(SELECTED EXCERPT Opens)

One apparent flaw is that the model prices of caps and swaptions (obviously) also depend on the initial curve so the inverse function you learn today becomes irrelevant when rates change. To mitigate this, I would use Black-Scholes implied vols (or Bachelier implied vols to deal with negative rates) instead of market prices, that is a model of the type 'implied_vols = f(model_parameters)'.

Strike information is redundant for the calibration of Hull and White's model. This is a Gaussian model, its skew is always Gaussian and does not depend on parameters. For this reason, you would better calibrate to ATM instruments only and leave the problem of the strike structure for later, when you generalize to local/stochastic volatility extensions of HW a la Cheyette.

On the contrary, I would recommend calibrating to swaptions as well as caplets, especially in the multi-factor case, because the market values (or implied vols) of swaptions relative to caplets reflects a correlation information (basket effect).

To summarize, I would try calibrate 2FHW to a matrix (by expiry and underlying) of ATM Bachelier implied vols. Exact analytic formulas were derived in the 1990s, use them when you generate your training set for accuracy.

This being said, I would start with a one-factor model and move on to the two-factor extension once I made that work. It is always best starting with the simplest example when trying new things.

When you generate your training set, make sure that the model parameters correctly sample the parameter space. I would recommend Sobol's sequence, ideally suited for this purpose.

Regarding the ANN architecture, I would not use a shallow network, as you may need an insane number of units to correctly represent the inverse function. I would expect better results with a small number of RELU activated hidden layers, each with a small number of units, followed by a sigmoidal output layer with as many units as you have parameters.

Finally, and perhaps more importantly to answer your question, it looks like you may have a severe overfitting problem: with 280 inputs and 100 neurons in your hidden layer, you have 28,000 parameters to learn for this weight matrix alone, with only 10,000 training examples. To confirm overfitting, compare the loss on your training set and your test set. An overfitted ANN does well on the training set but generalizes poorly.

To summarize (on the ANN end) I would try training a reasonably deep ANN with a small number of units, with a (much) larger training set, where the parameter space is sampled with Sobol, and the corresponding implied vols are computed with HW analytics. At first, respect the 'rule of 10' (10 times as much examples as you have weights in the ANN) and then, perhaps, try to relax and apply some regularization instead.

I wish you success. Please don't give up unless you find a good reason why it shouldn't work, and please let me know how it goes.

(SELECTED EXCERPT Closes)

## PROBLEM 1
Going from the start of the rows up to and including the line with "positive clicks: (821, 578)", replace "instance" with "sample" everywhere it appears and write those lines out again with nothing else changed. Leave the pictures out.

(GIVEN RECORDS Opens)

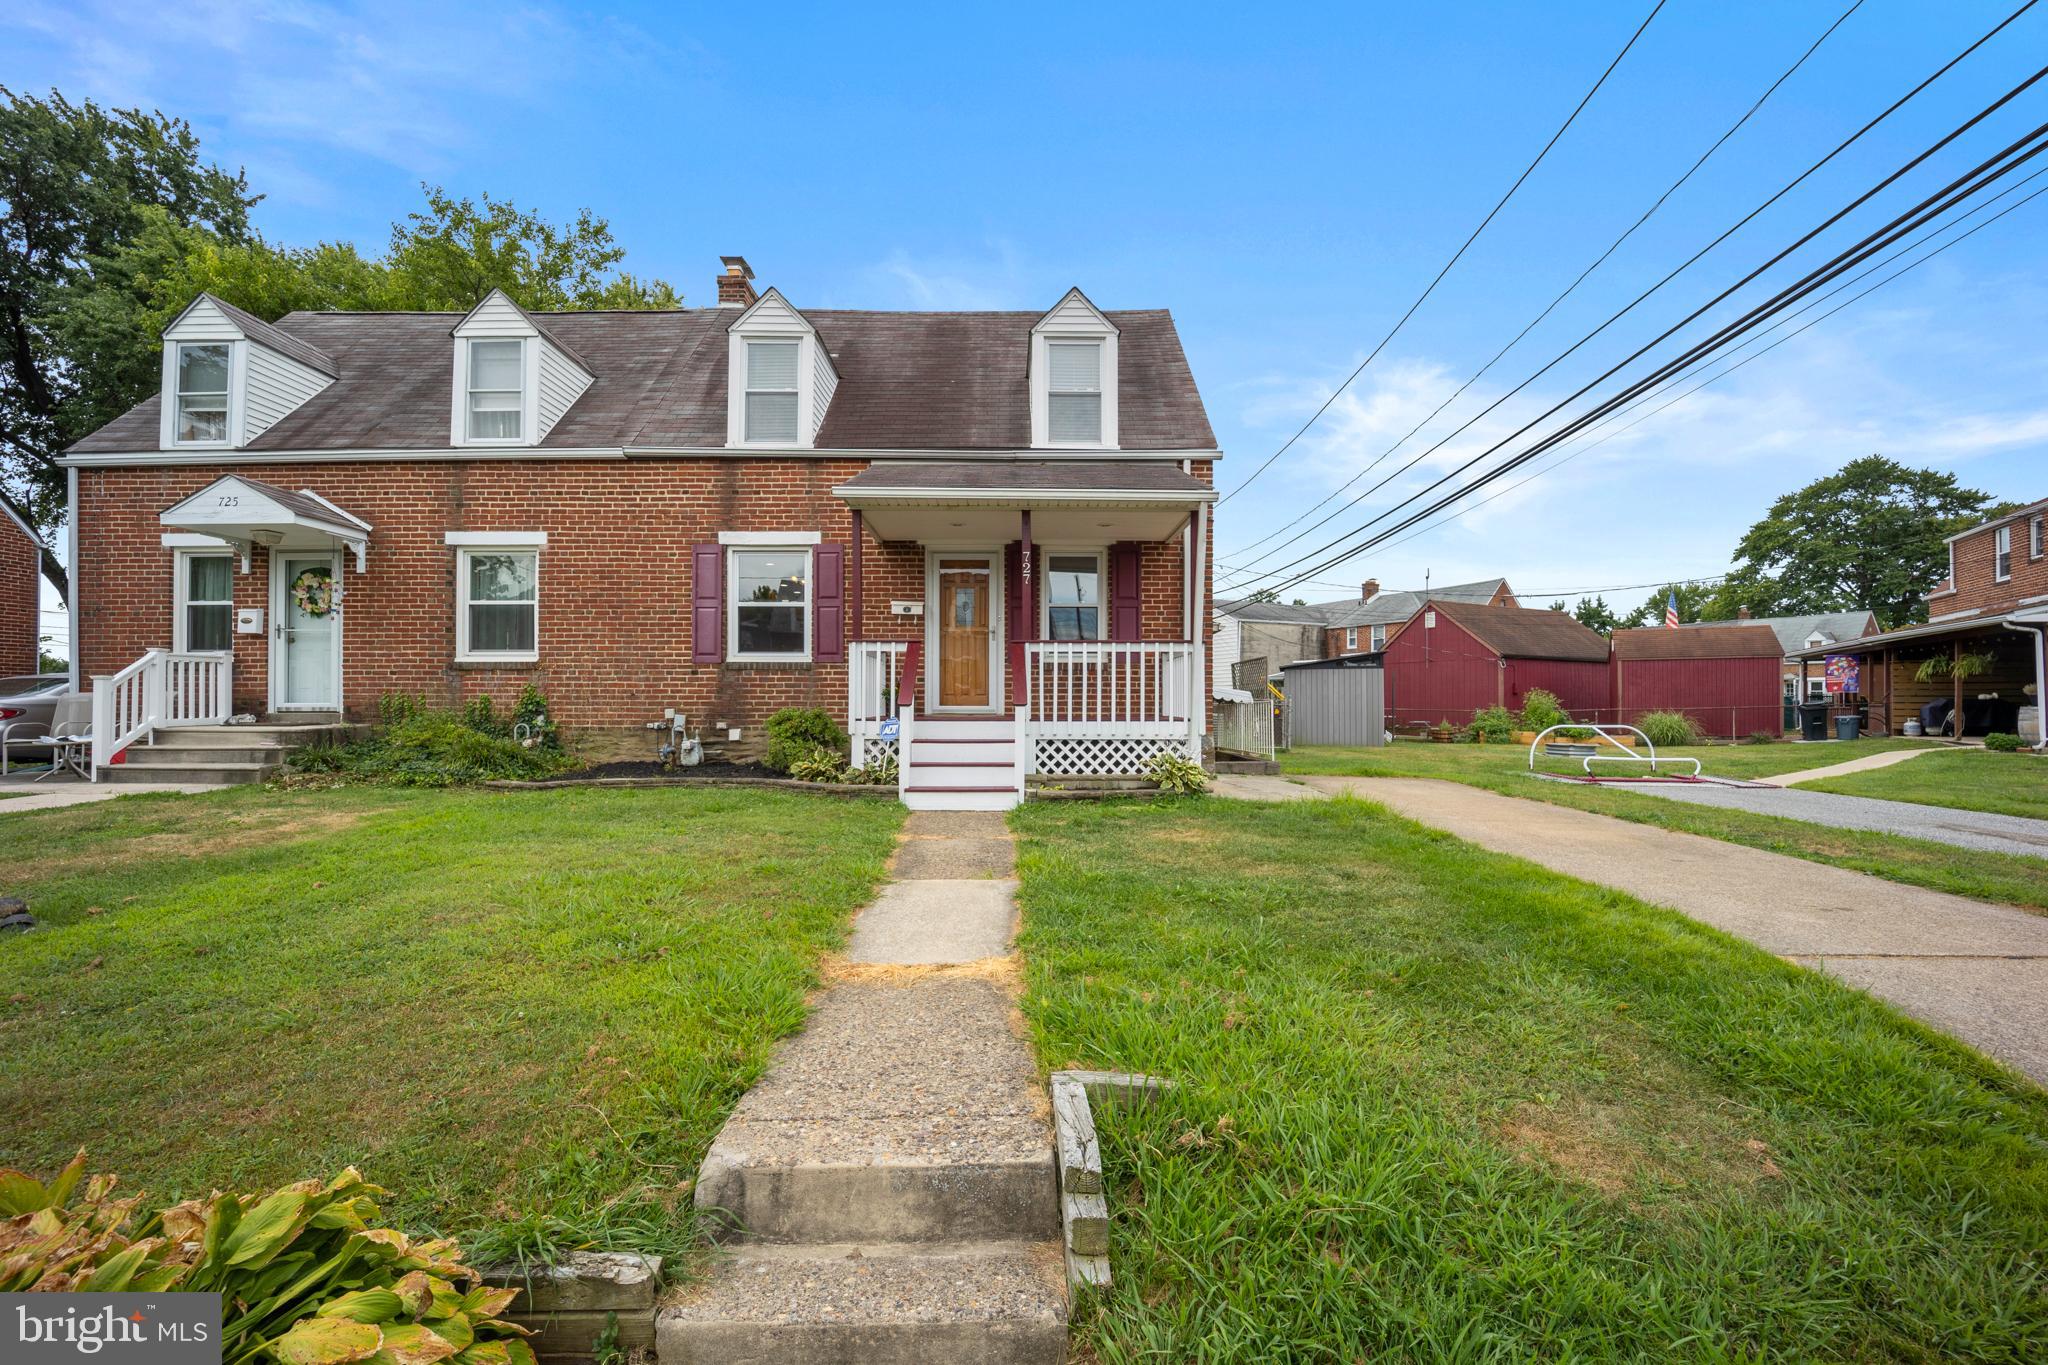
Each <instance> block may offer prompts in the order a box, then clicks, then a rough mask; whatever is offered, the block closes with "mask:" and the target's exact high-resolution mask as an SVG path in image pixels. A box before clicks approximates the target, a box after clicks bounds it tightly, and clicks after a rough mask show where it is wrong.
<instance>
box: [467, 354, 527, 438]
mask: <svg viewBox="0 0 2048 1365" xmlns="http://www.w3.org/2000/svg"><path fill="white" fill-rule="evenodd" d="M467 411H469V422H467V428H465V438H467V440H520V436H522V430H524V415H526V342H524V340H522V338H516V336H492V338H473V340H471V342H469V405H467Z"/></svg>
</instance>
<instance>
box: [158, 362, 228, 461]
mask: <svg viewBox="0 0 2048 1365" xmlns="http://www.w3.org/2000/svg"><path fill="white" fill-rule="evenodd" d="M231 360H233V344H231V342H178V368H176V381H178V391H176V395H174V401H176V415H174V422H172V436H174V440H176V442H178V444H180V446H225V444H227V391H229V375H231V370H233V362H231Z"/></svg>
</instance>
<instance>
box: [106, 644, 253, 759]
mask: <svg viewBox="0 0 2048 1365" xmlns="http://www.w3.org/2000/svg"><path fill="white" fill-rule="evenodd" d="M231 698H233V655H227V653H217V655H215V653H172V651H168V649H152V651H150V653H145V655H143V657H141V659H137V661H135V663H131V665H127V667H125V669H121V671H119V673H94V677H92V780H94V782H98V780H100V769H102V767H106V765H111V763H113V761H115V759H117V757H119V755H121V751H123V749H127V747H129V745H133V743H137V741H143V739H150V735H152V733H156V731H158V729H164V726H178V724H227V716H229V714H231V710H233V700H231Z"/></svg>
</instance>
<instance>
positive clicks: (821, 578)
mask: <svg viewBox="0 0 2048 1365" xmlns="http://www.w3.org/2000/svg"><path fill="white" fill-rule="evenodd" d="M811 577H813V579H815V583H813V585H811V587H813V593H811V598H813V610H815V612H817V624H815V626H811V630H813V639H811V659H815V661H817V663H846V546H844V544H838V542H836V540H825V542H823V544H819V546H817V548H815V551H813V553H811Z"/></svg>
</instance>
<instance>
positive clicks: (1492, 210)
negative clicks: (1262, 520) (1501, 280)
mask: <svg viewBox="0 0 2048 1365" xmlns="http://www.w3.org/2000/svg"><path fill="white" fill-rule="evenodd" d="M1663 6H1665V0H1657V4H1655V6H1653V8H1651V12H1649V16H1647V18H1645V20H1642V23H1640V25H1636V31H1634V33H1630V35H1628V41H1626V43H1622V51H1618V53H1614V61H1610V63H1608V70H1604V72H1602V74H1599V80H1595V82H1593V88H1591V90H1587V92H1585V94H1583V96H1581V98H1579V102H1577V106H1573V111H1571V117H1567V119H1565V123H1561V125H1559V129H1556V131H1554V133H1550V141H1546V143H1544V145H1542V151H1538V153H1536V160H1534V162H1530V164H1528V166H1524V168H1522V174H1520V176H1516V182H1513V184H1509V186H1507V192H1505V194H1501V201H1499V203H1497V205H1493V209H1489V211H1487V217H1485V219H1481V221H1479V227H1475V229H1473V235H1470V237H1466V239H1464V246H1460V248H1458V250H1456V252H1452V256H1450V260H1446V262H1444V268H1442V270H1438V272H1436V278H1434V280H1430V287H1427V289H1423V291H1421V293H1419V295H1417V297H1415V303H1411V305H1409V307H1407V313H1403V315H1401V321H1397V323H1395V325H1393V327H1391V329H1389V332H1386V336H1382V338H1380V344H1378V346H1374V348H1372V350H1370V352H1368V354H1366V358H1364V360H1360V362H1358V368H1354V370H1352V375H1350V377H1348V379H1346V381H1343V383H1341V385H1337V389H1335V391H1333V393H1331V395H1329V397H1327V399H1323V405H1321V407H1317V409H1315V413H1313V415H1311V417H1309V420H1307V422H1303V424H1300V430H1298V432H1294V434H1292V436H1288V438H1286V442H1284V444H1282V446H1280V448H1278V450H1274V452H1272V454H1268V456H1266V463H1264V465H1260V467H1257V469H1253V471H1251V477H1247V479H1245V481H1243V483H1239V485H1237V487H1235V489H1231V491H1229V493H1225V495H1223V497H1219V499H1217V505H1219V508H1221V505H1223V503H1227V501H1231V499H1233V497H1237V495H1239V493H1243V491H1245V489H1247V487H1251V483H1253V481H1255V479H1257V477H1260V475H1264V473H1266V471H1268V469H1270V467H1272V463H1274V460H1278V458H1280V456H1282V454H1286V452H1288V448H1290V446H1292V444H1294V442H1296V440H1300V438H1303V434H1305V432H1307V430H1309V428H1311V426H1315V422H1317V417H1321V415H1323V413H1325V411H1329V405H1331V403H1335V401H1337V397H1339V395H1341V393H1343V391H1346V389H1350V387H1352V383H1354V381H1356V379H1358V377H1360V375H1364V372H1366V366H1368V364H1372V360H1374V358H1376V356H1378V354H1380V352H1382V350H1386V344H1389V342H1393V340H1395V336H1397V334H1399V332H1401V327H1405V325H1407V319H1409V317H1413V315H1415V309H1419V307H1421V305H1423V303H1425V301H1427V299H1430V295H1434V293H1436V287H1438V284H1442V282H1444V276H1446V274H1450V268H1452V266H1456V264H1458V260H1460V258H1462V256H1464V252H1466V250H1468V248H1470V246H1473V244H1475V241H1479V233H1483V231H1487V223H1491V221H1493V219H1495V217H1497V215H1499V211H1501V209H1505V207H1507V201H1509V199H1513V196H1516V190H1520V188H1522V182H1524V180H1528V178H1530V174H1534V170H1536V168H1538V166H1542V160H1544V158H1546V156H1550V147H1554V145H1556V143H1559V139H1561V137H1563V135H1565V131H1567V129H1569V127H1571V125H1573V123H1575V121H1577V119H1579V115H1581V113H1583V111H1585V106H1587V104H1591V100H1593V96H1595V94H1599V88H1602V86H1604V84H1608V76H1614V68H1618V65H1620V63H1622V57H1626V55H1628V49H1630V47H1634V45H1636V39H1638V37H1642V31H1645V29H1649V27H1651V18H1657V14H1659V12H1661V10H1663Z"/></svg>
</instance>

(GIVEN RECORDS Closes)

## PROBLEM 2
Copy word for word the part of the advice on calibrating Hull and White's model from "On the contrary, I" up to and including "information (basket effect).".

## SOLUTION 1
Each <sample> block may offer prompts in the order a box, then clicks, then a rough mask; whatever is offered, the block closes with "mask:" and the target's exact high-resolution mask as an SVG path in image pixels. A box before clicks approximates the target, a box after clicks bounds it tightly, and clicks after a rough mask show where it is wrong.
<sample>
box: [467, 354, 527, 438]
mask: <svg viewBox="0 0 2048 1365" xmlns="http://www.w3.org/2000/svg"><path fill="white" fill-rule="evenodd" d="M467 411H469V422H467V428H465V438H467V440H520V436H522V430H524V415H526V342H524V340H522V338H516V336H492V338H473V340H471V342H469V405H467Z"/></svg>
</sample>
<sample>
box: [158, 362, 228, 461]
mask: <svg viewBox="0 0 2048 1365" xmlns="http://www.w3.org/2000/svg"><path fill="white" fill-rule="evenodd" d="M231 360H233V344H231V342H178V368H176V381H178V391H176V395H174V401H176V415H174V422H172V436H174V440H176V442H178V444H180V446H225V444H227V391H229V375H231V370H233V362H231Z"/></svg>
</sample>
<sample>
box: [106, 644, 253, 759]
mask: <svg viewBox="0 0 2048 1365" xmlns="http://www.w3.org/2000/svg"><path fill="white" fill-rule="evenodd" d="M231 698H233V655H227V653H217V655H215V653H172V651H168V649H152V651H150V653H145V655H143V657H141V659H137V661H135V663H131V665H127V667H125V669H121V671H119V673H94V677H92V780H94V782H98V780H100V769H102V767H106V765H111V763H113V761H115V759H117V757H119V755H121V751H123V749H127V747H129V745H133V743H137V741H143V739H150V735H152V733H156V731H158V729H164V726H178V724H227V716H229V714H231V710H233V700H231Z"/></svg>
</sample>
<sample>
positive clicks: (821, 578)

## SOLUTION 2
On the contrary, I would recommend calibrating to swaptions as well as caplets, especially in the multi-factor case, because the market values (or implied vols) of swaptions relative to caplets reflects a correlation information (basket effect).